__Task details__
Reproduce, word for word, the records below, starting with the line that contains "Task: in the photo above, where can the man in" and continuing through the line that contains "x=1459, y=399", with both of those lines included. Omit the pictures from your reproduction.

※ ※ ※

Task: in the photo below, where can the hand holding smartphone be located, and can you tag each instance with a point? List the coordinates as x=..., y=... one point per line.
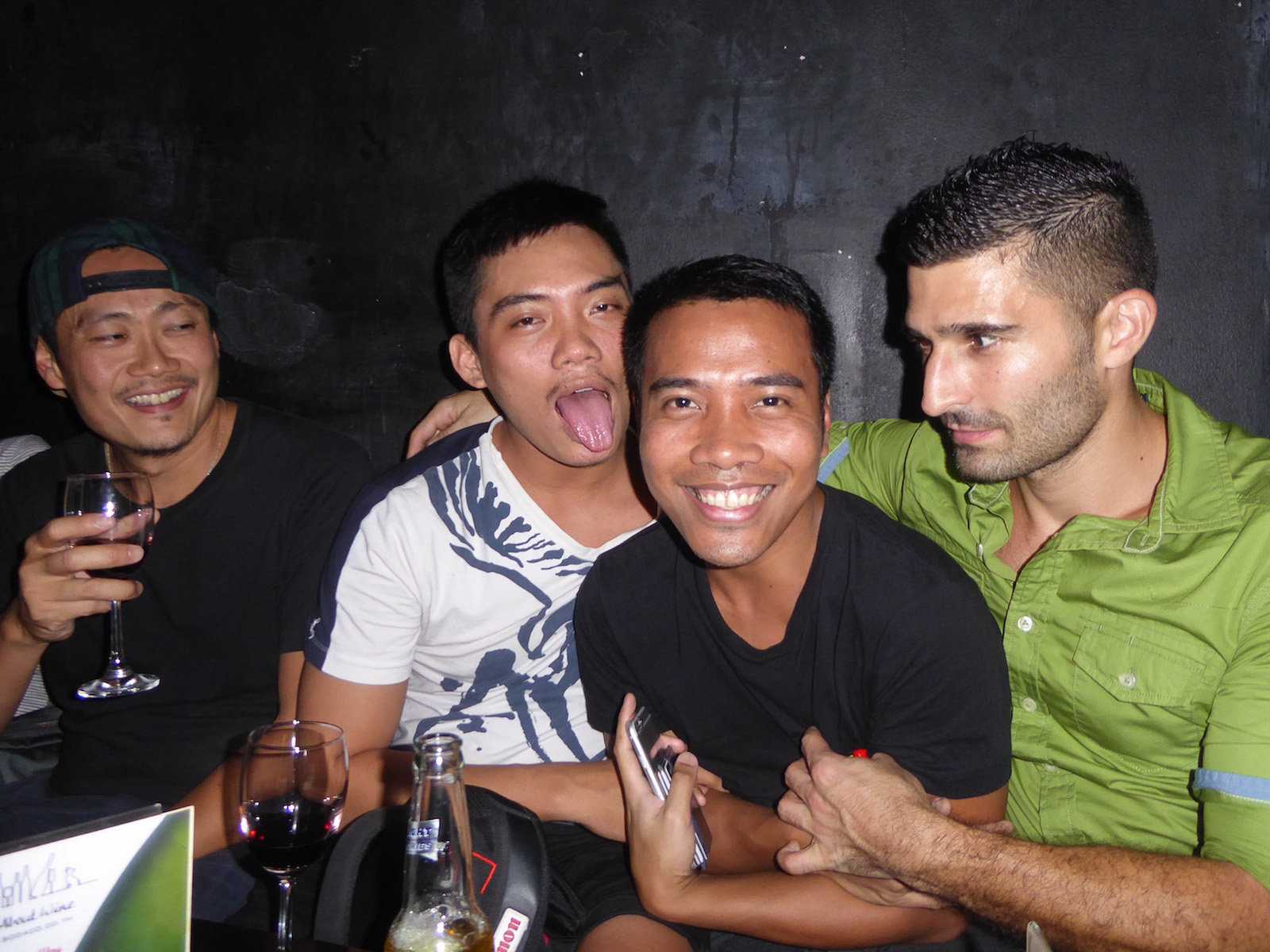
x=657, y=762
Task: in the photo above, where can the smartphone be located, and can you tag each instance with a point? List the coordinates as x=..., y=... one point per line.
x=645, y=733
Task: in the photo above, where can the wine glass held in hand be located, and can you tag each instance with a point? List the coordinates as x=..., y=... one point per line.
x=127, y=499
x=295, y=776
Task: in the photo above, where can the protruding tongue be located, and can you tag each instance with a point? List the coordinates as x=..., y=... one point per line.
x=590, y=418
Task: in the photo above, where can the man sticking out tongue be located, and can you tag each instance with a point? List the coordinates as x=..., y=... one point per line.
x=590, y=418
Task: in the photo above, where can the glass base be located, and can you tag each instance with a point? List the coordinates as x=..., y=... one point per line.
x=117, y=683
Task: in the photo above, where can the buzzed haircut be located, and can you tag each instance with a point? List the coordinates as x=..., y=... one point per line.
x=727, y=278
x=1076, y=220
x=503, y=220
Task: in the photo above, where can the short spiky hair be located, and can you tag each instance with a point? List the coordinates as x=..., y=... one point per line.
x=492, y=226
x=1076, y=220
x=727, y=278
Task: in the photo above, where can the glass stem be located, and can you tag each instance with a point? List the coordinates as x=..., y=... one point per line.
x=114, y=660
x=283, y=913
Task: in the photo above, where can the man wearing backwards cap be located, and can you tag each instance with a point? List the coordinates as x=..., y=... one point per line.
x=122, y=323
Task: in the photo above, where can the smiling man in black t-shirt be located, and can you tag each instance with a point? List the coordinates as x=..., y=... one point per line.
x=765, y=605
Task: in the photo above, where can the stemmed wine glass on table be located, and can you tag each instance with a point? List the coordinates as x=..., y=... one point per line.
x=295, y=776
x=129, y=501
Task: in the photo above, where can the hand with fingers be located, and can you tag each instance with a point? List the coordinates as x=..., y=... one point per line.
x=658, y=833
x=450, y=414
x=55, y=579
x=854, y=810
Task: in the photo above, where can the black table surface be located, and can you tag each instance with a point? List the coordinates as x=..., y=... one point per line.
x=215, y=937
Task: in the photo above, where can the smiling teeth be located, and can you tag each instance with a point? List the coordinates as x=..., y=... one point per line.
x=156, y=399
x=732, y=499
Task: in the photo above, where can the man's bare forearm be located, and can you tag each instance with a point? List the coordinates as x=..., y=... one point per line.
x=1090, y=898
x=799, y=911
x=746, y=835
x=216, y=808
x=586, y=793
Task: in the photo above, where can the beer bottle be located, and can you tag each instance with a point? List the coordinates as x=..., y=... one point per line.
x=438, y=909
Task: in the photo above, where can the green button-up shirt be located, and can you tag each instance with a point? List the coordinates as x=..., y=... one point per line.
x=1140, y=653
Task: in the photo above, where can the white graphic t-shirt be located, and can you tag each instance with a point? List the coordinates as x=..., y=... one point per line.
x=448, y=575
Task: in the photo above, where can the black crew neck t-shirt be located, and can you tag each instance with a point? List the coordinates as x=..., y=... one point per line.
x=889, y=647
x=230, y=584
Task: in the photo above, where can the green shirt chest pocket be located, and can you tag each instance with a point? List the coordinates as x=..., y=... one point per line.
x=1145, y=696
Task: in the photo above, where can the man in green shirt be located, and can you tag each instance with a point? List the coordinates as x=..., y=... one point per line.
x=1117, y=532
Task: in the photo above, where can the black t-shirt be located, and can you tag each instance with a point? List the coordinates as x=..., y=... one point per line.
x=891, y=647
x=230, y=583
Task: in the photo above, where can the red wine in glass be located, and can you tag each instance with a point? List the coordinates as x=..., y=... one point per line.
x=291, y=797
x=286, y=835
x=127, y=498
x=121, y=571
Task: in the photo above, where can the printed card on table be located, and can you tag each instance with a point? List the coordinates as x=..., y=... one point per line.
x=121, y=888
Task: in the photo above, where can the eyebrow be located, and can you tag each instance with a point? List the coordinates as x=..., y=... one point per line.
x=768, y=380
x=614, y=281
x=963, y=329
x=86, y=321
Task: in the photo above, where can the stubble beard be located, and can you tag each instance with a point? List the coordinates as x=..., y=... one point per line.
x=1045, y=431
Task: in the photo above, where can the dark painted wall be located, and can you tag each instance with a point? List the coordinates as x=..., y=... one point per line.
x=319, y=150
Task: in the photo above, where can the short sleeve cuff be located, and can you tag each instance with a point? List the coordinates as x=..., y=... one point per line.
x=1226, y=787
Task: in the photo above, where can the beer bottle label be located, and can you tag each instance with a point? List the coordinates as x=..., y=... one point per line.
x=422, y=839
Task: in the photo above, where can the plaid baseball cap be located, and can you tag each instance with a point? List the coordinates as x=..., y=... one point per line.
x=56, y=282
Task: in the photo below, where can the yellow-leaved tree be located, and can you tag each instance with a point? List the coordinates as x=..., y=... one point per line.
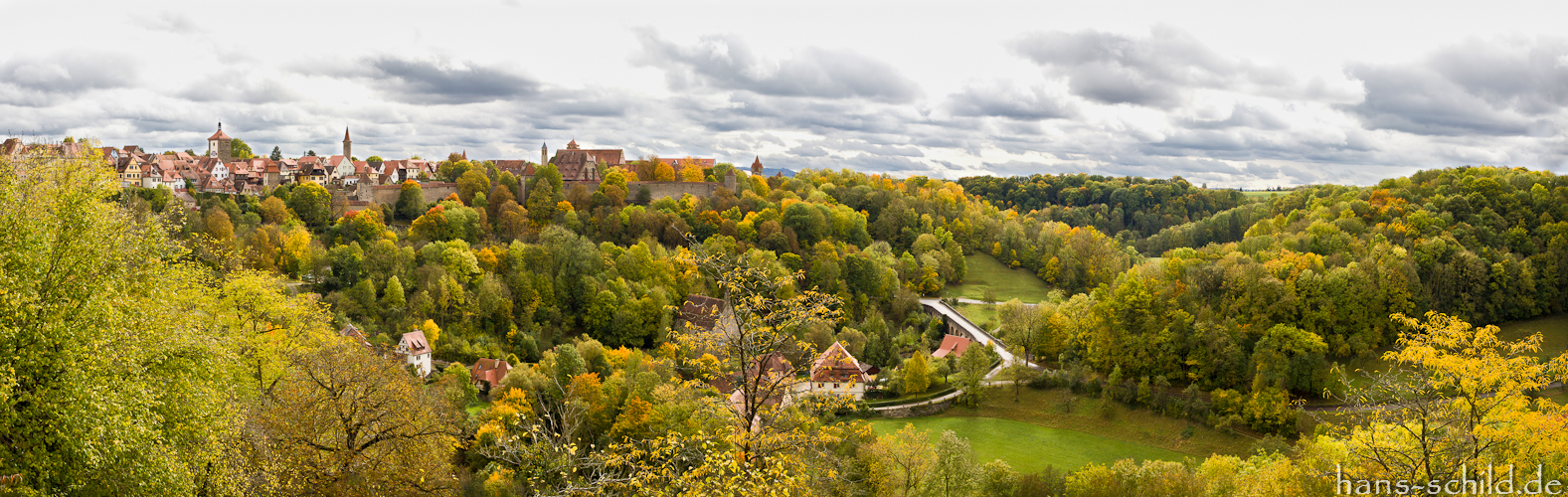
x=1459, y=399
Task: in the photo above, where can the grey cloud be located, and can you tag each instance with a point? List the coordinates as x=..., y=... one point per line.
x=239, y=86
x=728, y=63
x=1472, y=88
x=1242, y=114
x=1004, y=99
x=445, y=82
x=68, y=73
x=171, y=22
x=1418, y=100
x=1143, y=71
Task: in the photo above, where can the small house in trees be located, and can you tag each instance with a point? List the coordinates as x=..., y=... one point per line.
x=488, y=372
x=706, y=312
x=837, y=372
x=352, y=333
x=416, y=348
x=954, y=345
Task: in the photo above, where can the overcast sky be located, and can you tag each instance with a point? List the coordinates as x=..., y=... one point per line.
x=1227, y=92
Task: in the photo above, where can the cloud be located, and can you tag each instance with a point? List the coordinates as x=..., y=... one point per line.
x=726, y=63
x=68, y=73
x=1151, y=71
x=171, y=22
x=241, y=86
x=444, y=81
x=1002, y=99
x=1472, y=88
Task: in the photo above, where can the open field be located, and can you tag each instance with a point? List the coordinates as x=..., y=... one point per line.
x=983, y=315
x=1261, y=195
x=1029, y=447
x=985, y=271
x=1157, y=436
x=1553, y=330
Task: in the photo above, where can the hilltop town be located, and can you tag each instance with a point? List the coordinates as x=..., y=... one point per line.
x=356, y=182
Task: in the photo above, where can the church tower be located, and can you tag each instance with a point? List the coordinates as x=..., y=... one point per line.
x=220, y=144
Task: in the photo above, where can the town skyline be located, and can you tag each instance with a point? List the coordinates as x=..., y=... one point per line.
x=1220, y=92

※ ※ ※

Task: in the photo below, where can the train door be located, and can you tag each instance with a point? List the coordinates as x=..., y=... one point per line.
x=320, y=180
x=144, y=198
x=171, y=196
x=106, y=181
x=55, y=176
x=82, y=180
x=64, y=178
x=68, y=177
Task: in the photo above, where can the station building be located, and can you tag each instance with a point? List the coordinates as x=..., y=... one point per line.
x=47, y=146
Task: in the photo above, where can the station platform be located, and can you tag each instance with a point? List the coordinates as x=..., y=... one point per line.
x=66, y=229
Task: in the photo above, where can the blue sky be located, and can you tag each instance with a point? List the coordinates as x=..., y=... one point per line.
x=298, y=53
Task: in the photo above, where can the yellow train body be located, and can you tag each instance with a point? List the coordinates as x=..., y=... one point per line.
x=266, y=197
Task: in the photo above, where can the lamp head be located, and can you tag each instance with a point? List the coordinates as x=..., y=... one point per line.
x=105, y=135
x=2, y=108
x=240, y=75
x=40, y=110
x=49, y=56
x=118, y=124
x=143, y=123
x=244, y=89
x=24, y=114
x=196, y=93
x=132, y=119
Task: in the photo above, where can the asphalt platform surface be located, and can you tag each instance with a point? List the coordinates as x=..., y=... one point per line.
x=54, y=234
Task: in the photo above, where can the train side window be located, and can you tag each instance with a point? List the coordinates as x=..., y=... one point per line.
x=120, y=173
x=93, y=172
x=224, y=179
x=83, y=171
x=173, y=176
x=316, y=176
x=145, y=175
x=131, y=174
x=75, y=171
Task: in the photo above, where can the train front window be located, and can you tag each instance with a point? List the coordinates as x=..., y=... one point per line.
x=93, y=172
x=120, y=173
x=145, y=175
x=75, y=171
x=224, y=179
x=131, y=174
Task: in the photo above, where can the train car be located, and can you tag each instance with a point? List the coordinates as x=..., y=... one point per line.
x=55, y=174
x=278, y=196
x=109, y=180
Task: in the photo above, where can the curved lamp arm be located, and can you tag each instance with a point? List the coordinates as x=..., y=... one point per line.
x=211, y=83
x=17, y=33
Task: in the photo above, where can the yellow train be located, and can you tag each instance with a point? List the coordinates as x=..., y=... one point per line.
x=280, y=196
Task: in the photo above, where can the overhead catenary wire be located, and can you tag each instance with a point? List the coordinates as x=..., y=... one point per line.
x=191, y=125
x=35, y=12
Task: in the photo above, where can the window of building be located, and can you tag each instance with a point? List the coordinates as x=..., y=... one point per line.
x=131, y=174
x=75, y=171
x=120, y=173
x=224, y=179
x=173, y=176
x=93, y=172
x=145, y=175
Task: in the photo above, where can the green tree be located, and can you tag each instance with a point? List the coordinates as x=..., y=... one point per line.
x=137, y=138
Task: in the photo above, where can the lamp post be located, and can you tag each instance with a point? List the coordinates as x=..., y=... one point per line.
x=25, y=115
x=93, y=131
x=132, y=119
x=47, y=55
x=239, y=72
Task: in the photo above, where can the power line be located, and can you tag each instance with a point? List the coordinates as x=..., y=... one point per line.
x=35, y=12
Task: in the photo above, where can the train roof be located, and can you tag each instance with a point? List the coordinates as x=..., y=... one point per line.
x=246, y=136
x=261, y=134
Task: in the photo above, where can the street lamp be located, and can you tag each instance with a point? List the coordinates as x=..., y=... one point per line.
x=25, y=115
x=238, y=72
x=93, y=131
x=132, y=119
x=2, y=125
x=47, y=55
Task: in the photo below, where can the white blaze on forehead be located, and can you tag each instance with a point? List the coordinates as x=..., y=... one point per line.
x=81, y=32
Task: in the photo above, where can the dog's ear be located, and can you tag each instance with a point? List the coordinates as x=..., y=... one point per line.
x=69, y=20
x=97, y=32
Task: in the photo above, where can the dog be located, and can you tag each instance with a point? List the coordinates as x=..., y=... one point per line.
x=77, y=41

※ ※ ※

__Answer below__
Task: in the photo above, where can the man in green shirt be located, and can you tag each instance with a point? List the coordinates as x=..., y=... one point per line.
x=1117, y=532
Task: in the photo above, where can the black t-shirt be located, and can you tag each instance with a point? List the coordinates as x=..., y=... one point per line.
x=891, y=647
x=230, y=583
Task: in the photo above, where can the red wine in glass be located, and can you tag each instance with a point? List the coordinates as x=..., y=... one point per line.
x=291, y=797
x=286, y=835
x=127, y=498
x=121, y=571
Task: in the photo above, where can the printed card on table be located, and can you tag each instance with a point? List the coordinates as x=..., y=... one point per line.
x=121, y=888
Task: in the photo above, where can the eyebrow be located, and can you tag each instance with a point? List the coordinates as x=..., y=... one point per line.
x=768, y=380
x=614, y=281
x=963, y=329
x=86, y=321
Task: in the photo above, where can the stubble beard be located, and can you tag each instance with a point? List the coordinates as x=..., y=... one point per line.
x=1045, y=431
Task: in the photo above, where can the dark painted wall be located, and can you tag each instance with a point? List the coordinates as x=..., y=... one point per line.
x=319, y=150
Task: in the photo above, where can the short sleeve cuff be located, and can you tag each instance with a point? List the coordinates as x=..., y=... one point per line.
x=1226, y=787
Task: in the photo above, where can the beer bottle label be located, and can you tag each instance with a point? List the coordinates as x=..., y=... one point per line.
x=422, y=839
Task: in the photo above, where can the plaid baseball cap be located, and can you tag each instance with a point? List the coordinates as x=..., y=... one point per line.
x=56, y=282
Task: in the photo below, where can the yellow-leaved tree be located, and can you tag each instance with a point? List the coordinates as x=..., y=... one point per line.
x=1459, y=399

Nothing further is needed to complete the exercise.